> **Task requirements**:
Reproduce verbatim the part of the records below that opens with the line containing "Guideline: mark the wristwatch" and closes with the line containing "[[312, 252]]", including both of those lines.

> **Records for processing**:

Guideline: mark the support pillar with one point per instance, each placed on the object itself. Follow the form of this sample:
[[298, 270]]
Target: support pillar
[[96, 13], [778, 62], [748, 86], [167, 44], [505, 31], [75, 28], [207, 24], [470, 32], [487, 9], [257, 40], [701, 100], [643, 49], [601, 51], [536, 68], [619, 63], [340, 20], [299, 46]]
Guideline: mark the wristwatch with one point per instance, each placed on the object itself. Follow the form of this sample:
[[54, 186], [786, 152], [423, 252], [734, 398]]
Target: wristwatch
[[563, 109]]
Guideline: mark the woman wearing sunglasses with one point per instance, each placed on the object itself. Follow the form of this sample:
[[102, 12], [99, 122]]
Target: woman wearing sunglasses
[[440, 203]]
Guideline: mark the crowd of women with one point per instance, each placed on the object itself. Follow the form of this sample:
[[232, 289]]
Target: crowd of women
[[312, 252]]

* * *

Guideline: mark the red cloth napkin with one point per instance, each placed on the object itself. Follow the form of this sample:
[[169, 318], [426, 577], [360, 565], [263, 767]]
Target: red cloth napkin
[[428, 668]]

==

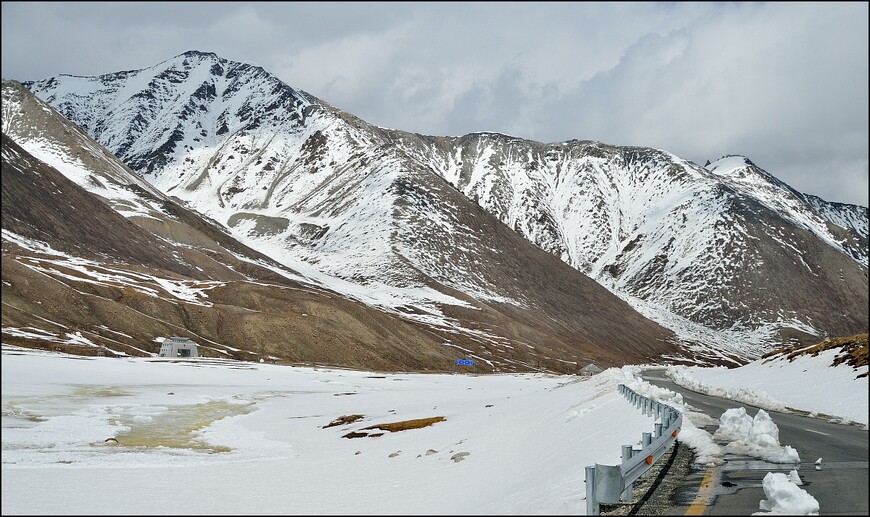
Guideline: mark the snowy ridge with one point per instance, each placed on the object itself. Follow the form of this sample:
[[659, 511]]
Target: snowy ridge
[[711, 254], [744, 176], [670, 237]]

> **Complete response**:
Guideline: mark the wristwatch with one point per instance, each placed on the object itself. Follow the form of this sample:
[[54, 186], [786, 152], [423, 252], [734, 398]]
Target: wristwatch
[[563, 109]]
Guideline: mark the woman wearing sunglasses with one point per instance, each placed on the object itself. Follow the form of this sample:
[[102, 12], [99, 122]]
Target: woman wearing sunglasses
[[440, 203]]
Guideline: mark the crowd of women with one point per instance, each placed on the object itself. Follow the form of this sample:
[[232, 289]]
Target: crowd of women
[[312, 252]]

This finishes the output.